— Required work —
Collect every line in the listing below that contains the word "flower", with case counting.

— Given data —
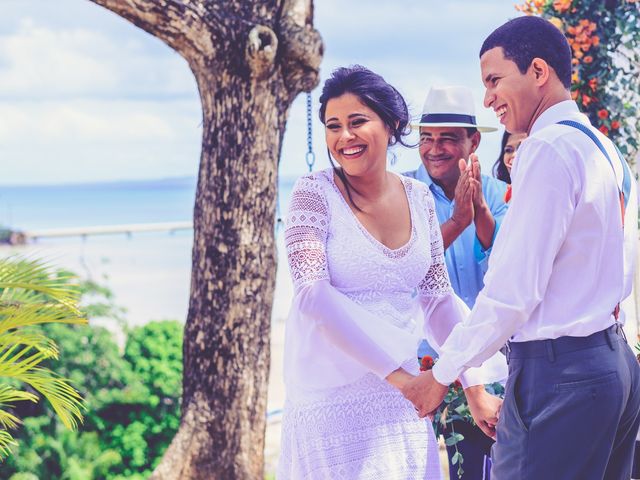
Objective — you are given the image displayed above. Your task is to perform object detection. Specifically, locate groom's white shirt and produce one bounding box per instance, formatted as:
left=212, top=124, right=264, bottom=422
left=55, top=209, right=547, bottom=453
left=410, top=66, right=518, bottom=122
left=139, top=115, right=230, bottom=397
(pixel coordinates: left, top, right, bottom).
left=433, top=101, right=638, bottom=385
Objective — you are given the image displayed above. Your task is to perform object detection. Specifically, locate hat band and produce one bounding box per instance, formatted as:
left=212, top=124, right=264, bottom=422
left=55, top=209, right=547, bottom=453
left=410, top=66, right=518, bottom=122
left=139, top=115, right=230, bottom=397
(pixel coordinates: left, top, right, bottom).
left=420, top=113, right=476, bottom=125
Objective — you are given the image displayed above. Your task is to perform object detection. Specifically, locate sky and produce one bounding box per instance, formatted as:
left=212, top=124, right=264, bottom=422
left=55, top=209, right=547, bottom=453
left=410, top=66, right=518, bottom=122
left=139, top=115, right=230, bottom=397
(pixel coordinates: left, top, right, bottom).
left=0, top=0, right=519, bottom=185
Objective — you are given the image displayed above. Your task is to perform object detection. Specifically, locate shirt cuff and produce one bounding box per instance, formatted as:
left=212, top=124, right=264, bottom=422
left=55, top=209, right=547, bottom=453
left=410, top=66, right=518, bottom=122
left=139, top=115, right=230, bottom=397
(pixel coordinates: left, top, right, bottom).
left=473, top=217, right=501, bottom=264
left=431, top=357, right=458, bottom=386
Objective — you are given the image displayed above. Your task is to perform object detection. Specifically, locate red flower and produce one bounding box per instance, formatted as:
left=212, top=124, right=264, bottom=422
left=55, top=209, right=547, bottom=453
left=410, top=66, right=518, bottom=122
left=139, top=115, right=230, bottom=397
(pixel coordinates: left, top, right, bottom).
left=420, top=355, right=436, bottom=372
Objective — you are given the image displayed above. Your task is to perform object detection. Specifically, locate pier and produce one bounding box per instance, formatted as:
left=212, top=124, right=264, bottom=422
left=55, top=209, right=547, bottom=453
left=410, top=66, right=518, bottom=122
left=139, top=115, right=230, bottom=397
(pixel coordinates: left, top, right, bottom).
left=2, top=221, right=193, bottom=245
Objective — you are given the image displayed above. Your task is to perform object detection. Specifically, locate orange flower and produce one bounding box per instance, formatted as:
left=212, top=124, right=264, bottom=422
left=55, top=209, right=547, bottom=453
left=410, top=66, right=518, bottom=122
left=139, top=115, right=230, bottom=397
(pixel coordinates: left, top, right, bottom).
left=553, top=0, right=571, bottom=13
left=549, top=17, right=564, bottom=31
left=420, top=355, right=435, bottom=372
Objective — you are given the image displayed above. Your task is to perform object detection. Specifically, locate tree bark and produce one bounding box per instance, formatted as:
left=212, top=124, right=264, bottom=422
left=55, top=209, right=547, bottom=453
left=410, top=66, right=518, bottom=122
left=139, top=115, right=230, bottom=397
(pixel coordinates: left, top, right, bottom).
left=91, top=0, right=323, bottom=480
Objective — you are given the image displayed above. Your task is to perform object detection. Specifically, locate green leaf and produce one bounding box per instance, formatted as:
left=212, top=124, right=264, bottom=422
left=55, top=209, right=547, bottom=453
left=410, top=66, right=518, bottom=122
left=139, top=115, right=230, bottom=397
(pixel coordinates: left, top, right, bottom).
left=444, top=433, right=464, bottom=447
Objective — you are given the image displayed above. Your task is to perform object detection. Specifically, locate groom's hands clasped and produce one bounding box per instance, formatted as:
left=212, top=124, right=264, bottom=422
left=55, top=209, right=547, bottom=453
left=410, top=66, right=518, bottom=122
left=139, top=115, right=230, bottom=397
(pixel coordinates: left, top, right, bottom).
left=400, top=370, right=448, bottom=418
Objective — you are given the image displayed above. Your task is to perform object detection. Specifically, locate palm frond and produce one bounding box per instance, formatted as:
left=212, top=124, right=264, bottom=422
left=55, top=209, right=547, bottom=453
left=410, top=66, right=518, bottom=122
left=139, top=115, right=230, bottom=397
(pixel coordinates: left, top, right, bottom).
left=0, top=429, right=18, bottom=460
left=0, top=303, right=87, bottom=334
left=0, top=256, right=80, bottom=308
left=0, top=330, right=58, bottom=357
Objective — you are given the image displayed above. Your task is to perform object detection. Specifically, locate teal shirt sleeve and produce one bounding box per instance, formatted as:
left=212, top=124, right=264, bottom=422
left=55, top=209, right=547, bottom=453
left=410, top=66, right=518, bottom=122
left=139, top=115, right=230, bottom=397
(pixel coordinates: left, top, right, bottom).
left=473, top=175, right=509, bottom=272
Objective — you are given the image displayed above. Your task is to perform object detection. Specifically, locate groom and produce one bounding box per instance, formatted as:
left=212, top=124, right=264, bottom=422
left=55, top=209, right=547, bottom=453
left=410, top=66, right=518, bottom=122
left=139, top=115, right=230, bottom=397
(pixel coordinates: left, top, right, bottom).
left=404, top=17, right=640, bottom=480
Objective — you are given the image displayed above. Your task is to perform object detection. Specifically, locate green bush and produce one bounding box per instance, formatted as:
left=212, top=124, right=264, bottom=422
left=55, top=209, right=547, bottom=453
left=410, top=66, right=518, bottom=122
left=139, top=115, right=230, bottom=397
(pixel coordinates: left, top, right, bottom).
left=2, top=274, right=183, bottom=480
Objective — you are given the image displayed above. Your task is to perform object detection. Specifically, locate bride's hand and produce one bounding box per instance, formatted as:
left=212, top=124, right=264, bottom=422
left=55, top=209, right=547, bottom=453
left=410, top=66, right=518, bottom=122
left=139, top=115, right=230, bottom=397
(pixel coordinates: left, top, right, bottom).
left=386, top=368, right=414, bottom=391
left=464, top=385, right=502, bottom=440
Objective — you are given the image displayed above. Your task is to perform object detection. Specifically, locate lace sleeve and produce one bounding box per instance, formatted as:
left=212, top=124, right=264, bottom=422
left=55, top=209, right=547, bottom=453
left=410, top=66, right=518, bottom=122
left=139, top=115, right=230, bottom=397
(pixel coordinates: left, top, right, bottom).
left=418, top=187, right=452, bottom=297
left=284, top=176, right=329, bottom=290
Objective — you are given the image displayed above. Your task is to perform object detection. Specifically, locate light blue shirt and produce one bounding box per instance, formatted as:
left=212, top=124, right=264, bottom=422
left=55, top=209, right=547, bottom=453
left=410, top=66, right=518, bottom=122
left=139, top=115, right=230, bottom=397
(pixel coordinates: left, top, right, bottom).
left=403, top=165, right=508, bottom=308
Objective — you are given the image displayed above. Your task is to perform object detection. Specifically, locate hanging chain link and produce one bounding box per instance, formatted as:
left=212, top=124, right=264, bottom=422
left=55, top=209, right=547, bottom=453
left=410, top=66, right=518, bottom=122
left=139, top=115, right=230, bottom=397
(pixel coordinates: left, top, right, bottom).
left=305, top=92, right=316, bottom=172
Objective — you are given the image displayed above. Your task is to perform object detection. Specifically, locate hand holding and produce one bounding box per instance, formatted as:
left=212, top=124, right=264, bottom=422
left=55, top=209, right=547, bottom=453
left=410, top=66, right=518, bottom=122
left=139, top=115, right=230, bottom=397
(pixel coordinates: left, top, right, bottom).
left=451, top=158, right=475, bottom=228
left=401, top=370, right=448, bottom=418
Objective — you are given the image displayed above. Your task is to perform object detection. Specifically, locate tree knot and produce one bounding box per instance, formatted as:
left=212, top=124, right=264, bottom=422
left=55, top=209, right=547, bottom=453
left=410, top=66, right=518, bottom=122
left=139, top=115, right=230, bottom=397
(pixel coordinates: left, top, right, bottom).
left=245, top=25, right=278, bottom=79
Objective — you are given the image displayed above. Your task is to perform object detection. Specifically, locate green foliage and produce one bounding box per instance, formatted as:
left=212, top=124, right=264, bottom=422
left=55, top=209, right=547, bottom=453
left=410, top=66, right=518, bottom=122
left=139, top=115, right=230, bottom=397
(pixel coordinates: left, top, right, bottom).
left=516, top=0, right=640, bottom=161
left=0, top=257, right=86, bottom=458
left=3, top=270, right=183, bottom=480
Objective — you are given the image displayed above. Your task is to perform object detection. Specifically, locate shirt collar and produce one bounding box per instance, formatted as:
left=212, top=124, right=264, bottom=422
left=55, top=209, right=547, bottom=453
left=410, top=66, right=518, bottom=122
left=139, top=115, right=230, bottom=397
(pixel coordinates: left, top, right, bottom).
left=530, top=100, right=589, bottom=135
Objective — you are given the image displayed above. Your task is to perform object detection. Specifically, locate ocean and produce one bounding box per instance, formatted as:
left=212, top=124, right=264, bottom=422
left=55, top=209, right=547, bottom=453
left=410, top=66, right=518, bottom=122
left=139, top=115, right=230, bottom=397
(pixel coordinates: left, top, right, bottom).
left=0, top=177, right=295, bottom=325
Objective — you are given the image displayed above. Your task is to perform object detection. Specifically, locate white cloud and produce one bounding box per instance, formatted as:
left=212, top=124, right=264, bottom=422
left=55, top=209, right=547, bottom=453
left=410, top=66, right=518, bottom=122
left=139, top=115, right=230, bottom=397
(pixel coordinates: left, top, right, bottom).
left=0, top=12, right=197, bottom=99
left=0, top=0, right=517, bottom=184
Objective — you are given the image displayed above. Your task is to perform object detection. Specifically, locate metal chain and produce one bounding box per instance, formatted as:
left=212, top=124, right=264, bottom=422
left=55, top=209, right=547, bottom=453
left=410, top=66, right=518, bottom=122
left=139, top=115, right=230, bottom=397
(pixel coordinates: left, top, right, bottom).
left=305, top=92, right=316, bottom=172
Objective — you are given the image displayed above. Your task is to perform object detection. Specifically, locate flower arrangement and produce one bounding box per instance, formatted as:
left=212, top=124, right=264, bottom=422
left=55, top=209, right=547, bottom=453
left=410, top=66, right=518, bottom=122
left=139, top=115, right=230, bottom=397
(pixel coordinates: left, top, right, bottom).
left=516, top=0, right=640, bottom=161
left=420, top=354, right=504, bottom=478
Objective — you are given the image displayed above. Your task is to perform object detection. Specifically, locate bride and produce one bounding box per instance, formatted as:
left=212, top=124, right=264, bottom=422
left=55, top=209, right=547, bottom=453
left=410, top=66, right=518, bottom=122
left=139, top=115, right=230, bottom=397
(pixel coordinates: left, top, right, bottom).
left=277, top=66, right=503, bottom=480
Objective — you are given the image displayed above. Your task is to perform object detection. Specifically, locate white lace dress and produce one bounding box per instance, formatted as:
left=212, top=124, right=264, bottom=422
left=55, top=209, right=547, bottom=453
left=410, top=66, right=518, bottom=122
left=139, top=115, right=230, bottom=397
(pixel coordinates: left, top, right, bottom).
left=277, top=169, right=496, bottom=480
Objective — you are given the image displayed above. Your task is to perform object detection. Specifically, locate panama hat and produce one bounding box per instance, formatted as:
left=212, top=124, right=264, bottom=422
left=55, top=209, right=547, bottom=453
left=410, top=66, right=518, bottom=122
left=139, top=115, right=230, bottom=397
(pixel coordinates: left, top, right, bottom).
left=411, top=87, right=498, bottom=132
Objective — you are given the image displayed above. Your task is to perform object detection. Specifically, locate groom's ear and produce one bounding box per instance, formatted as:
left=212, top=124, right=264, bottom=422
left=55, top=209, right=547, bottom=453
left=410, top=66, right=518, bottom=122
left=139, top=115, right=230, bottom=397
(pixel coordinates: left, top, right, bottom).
left=529, top=57, right=551, bottom=87
left=469, top=130, right=482, bottom=153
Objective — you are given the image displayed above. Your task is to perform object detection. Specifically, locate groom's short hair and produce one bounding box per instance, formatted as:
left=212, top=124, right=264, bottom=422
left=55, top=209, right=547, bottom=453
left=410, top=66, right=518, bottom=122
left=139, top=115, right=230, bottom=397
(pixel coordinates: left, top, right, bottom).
left=480, top=16, right=571, bottom=88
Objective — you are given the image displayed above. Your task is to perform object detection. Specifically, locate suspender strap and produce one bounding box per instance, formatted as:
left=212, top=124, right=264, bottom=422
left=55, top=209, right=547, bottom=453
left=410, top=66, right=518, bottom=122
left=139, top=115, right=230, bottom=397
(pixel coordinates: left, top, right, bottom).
left=558, top=120, right=631, bottom=221
left=558, top=120, right=631, bottom=321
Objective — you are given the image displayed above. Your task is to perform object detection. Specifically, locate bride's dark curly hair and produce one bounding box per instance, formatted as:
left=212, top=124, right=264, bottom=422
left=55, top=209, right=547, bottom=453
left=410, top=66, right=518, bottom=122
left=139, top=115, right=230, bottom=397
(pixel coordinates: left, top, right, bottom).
left=319, top=65, right=414, bottom=210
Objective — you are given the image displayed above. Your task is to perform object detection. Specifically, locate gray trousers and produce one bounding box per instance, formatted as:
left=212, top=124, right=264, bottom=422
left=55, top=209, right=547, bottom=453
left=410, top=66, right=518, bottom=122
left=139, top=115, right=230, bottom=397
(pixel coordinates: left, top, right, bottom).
left=491, top=326, right=640, bottom=480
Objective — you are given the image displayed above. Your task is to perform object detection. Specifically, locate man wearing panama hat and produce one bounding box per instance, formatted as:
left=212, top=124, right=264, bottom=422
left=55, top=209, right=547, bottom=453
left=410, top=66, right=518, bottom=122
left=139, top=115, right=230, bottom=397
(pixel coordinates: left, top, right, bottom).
left=405, top=86, right=507, bottom=480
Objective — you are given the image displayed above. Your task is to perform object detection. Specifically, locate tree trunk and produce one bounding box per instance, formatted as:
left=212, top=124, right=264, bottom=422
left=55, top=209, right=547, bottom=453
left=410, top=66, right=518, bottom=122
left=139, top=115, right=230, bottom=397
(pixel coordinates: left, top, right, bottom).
left=87, top=0, right=322, bottom=480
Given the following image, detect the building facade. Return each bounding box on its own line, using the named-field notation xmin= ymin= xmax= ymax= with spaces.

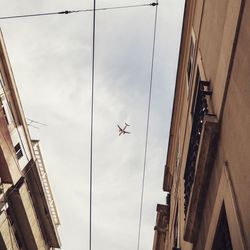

— Result of this exercise —
Objective — you are given the image displayed above. Your task is to perform object detection. Specifically, locate red flower and produce one bounding box per instance, formatted as:
Objective — you are given the image displayed above. Your task is to perform object detection. Specifically, locate orange flower and produce one bounding box per instance, formatted as:
Objective — you are given the image displayed above. Your task is to perform object detection. Specifically, locate flower arrangement and produce one bounding box per instance, formatted as:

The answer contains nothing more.